Excerpts from a dataset
╔══

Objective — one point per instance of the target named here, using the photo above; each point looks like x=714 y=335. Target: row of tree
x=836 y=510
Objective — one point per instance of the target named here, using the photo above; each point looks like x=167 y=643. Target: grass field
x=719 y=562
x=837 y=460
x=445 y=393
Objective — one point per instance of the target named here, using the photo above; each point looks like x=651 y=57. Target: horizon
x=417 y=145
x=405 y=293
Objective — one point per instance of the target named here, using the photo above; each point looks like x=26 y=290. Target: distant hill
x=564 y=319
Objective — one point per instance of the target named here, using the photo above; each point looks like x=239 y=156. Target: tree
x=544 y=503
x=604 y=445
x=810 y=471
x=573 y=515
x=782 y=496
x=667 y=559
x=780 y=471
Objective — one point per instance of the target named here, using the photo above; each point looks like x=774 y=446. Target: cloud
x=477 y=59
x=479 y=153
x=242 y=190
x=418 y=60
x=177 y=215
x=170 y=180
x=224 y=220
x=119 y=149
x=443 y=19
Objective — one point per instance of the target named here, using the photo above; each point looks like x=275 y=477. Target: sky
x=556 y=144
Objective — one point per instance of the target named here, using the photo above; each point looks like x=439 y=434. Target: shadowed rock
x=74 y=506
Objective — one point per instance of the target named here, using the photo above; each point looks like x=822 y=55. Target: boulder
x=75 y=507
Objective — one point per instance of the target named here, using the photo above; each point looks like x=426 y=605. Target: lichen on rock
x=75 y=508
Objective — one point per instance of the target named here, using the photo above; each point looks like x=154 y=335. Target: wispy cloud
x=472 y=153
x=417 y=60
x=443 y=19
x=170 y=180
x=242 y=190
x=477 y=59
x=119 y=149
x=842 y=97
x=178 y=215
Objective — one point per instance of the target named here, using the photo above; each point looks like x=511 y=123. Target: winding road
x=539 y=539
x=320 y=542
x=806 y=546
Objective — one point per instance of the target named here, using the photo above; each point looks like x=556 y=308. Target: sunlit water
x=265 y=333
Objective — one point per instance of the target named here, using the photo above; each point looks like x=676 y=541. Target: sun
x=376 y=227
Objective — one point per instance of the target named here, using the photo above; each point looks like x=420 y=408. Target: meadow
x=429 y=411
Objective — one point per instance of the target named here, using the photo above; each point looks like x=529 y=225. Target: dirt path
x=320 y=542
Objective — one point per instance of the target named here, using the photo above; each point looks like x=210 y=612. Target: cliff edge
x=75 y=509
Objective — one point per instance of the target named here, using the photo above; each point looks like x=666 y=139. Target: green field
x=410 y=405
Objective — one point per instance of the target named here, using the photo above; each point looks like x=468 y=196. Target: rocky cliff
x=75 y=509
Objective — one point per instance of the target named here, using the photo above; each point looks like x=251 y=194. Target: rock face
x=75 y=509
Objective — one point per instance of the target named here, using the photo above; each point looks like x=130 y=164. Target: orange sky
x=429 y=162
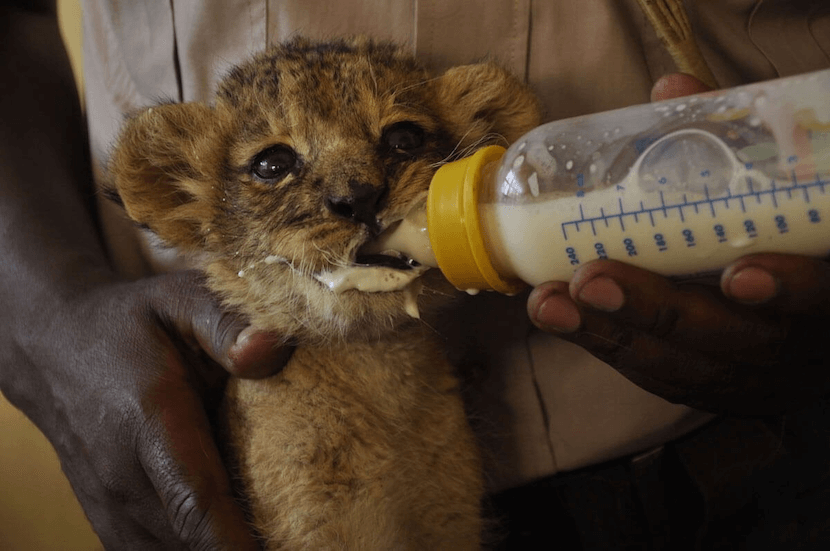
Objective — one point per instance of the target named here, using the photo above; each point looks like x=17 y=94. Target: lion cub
x=309 y=152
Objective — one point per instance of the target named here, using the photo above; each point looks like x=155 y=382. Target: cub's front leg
x=361 y=447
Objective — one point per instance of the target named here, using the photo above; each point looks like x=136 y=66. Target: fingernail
x=751 y=285
x=602 y=293
x=557 y=312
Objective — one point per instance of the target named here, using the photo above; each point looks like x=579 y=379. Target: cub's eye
x=274 y=163
x=403 y=136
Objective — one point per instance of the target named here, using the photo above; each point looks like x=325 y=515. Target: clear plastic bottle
x=680 y=187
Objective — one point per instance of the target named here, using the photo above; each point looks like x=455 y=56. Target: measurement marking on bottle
x=665 y=208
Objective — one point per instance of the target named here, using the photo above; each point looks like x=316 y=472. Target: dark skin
x=754 y=345
x=121 y=377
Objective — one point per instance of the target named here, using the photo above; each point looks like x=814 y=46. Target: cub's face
x=309 y=152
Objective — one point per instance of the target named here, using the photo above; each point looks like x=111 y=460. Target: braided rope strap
x=669 y=19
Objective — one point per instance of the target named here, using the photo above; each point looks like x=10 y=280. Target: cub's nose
x=361 y=204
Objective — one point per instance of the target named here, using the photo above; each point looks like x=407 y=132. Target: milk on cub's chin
x=377 y=279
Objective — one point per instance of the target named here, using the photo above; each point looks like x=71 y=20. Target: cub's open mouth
x=387 y=259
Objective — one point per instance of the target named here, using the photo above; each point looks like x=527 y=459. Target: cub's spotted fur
x=309 y=151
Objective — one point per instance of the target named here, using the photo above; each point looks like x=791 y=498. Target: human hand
x=750 y=347
x=123 y=380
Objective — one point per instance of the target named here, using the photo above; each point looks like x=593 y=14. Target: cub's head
x=309 y=152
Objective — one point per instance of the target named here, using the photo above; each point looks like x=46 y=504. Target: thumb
x=196 y=316
x=677 y=85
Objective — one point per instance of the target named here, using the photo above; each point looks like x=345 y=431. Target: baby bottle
x=681 y=187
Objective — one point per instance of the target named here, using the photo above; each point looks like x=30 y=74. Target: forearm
x=49 y=240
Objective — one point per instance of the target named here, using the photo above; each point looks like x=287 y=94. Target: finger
x=183 y=463
x=676 y=85
x=195 y=315
x=694 y=316
x=789 y=284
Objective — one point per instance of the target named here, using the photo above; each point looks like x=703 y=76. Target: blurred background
x=38 y=510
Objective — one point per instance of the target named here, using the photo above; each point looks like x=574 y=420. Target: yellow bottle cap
x=455 y=228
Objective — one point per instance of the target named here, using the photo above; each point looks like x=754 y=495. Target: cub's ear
x=484 y=99
x=164 y=168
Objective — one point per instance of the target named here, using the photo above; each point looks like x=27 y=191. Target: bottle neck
x=454 y=222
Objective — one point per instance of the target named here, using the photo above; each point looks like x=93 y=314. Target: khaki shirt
x=546 y=405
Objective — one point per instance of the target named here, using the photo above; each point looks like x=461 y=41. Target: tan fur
x=361 y=441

╚══

Only the lines from the one with "y=504. Target: thumb" through the final line above belong in the answer, each retyped exactly.

» SOLUTION BELOW
Objective — one point per instance of the target named here, using the photo above; each point looks like x=46 y=504. Target: thumb
x=196 y=316
x=677 y=85
Objective — one point per instance of the target named here, using the photo above; each point looks like x=345 y=431. Target: baby bottle
x=681 y=187
Objective — one point per instance of the target named here, using the photo above; each point looks like x=30 y=74. Target: forearm
x=49 y=240
Objective — one point per instance of the target named here, using the photo above; each point looks like x=287 y=94. Target: finger
x=183 y=463
x=676 y=85
x=195 y=315
x=694 y=316
x=789 y=284
Objective — one point per instance of the target named here, using the photo above; each point looks like x=703 y=76. Target: blurred background
x=38 y=510
Objective — one point per instance of the target named here, using the photo above; each point looks like x=574 y=420. Target: yellow bottle cap
x=455 y=228
Objective — one point per instance of the target named here, using the photo above; each point looks like x=754 y=495. Target: cub's ear
x=484 y=99
x=164 y=168
Objective — one point per instance of the target named here, using the photo above; each point looks like x=27 y=191. Target: bottle neck
x=454 y=222
Objective — one point per instance of the target named here, using the photo above; each point looks like x=93 y=314. Target: khaki shirt
x=546 y=405
Objective — one point per instance of the target named here, using the photo above; each point looks like x=461 y=41. Target: tan fur
x=361 y=441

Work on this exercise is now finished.